→ Problem to work on: Using the records below, copy out exactly the line that contains "Objective — for every instance of the blurred" and every line that follows it, up to and including the last, and no others.

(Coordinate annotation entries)
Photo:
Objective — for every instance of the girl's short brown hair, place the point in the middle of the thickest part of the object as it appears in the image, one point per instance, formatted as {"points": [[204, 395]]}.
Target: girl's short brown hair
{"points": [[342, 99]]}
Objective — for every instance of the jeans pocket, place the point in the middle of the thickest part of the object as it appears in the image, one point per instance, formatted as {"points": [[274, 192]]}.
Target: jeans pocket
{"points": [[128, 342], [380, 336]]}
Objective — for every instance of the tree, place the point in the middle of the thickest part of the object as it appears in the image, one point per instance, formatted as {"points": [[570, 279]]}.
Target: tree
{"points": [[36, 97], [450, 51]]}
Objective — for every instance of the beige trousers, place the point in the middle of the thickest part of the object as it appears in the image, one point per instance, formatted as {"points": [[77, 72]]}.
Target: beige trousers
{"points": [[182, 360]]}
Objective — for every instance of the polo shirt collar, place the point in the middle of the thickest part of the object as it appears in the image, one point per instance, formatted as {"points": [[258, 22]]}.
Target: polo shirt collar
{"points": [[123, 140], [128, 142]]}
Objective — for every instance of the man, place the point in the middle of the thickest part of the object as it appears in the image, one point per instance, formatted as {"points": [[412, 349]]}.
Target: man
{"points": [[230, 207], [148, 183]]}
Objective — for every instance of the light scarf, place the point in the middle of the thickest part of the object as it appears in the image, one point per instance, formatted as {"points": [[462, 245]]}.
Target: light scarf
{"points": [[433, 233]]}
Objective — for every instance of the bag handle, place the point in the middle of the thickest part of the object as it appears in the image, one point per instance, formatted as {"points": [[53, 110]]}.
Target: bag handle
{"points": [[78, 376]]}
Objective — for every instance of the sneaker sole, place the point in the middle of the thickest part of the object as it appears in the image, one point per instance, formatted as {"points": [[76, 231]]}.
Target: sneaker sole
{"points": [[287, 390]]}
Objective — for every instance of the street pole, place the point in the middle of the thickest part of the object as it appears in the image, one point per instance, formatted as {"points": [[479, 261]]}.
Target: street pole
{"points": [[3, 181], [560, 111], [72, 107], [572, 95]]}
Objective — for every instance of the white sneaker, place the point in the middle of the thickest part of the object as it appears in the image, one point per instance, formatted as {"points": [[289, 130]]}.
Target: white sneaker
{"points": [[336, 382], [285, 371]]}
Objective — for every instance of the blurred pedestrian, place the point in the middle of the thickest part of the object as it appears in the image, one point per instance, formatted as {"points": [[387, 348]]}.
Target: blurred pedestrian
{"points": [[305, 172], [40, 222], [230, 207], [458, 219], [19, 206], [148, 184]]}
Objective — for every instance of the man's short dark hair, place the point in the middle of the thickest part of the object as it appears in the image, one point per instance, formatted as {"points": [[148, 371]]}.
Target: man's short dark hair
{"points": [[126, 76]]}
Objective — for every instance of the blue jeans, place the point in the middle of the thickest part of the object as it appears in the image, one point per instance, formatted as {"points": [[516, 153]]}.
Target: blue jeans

→ Solution for this problem:
Objective — for every instance of the blurred pedestrian, place the point in the middle of the thickest part of the object as it appears in the image, one point per instance, formatted as {"points": [[387, 348]]}.
Target: blurred pedestrian
{"points": [[305, 172], [40, 222], [230, 207], [458, 219], [19, 206], [148, 184]]}
Objective — for every instance of the man's short dark hair, place the point in the middle of the thickest part of the object as it appears in the image, one point per instance, formatted as {"points": [[148, 371]]}.
Target: man's short dark hair
{"points": [[126, 76]]}
Objective — for every instance of the blue jeans, place the point in the middle of the thickest part of the object as it appears in the image, one point per instance, formatted as {"points": [[516, 153]]}.
Target: blue jeans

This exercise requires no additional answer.